═════ Document extract ═════

What is it about?
Political economy as an intellectual tradition was already vibrant in the 18th & 19th Centuries, with the disputes between the classical liberal political economic vision of Adam Smith and David Ricardo, the Mercantilist or Nationalist political economy of Friedrich List, and the radical critique of Karl Marx. Contemporary Comparative Political Economy (CPE), this volume argues, should situate itself within this tradition of political economy analysis. The book sets out how best to deploy the tools of comparative political analysis to shed new light upon, and generate new insights within, political economy debates. Through an exposition of the comparative method as applied to political economy analysis, the book introduces students to a range of frameworks for the analysis of comparative political economy. This sets up the engagement with a carefully selected range of central debates within the contemporary CPE literature, using the analytical frameworks and approaches to explore issues raised.
Featured Image
Why is it important?

═════

## [Work to do]
**a)** Please answer these questions from the book description, one line each:
(i) Which thinker does the book description connect with Mercantilist or Nationalist political economy?
(ii) In which centuries was political economy already vibrant as an intellectual tradition?
(iii) Within which tradition does the volume say contemporary Comparative Political Economy should situate itself?
**b)** Name every thinker the book description mentions.

═════ Material shown ═════

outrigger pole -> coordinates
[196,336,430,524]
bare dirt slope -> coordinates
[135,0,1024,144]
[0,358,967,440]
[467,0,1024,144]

═════

## [Solutions below]
**a)**
(i) Friedrich List
(ii) The 18th and 19th Centuries
(iii) The tradition of political economy analysis

**b)** Adam Smith, David Ricardo, Friedrich List, Karl Marx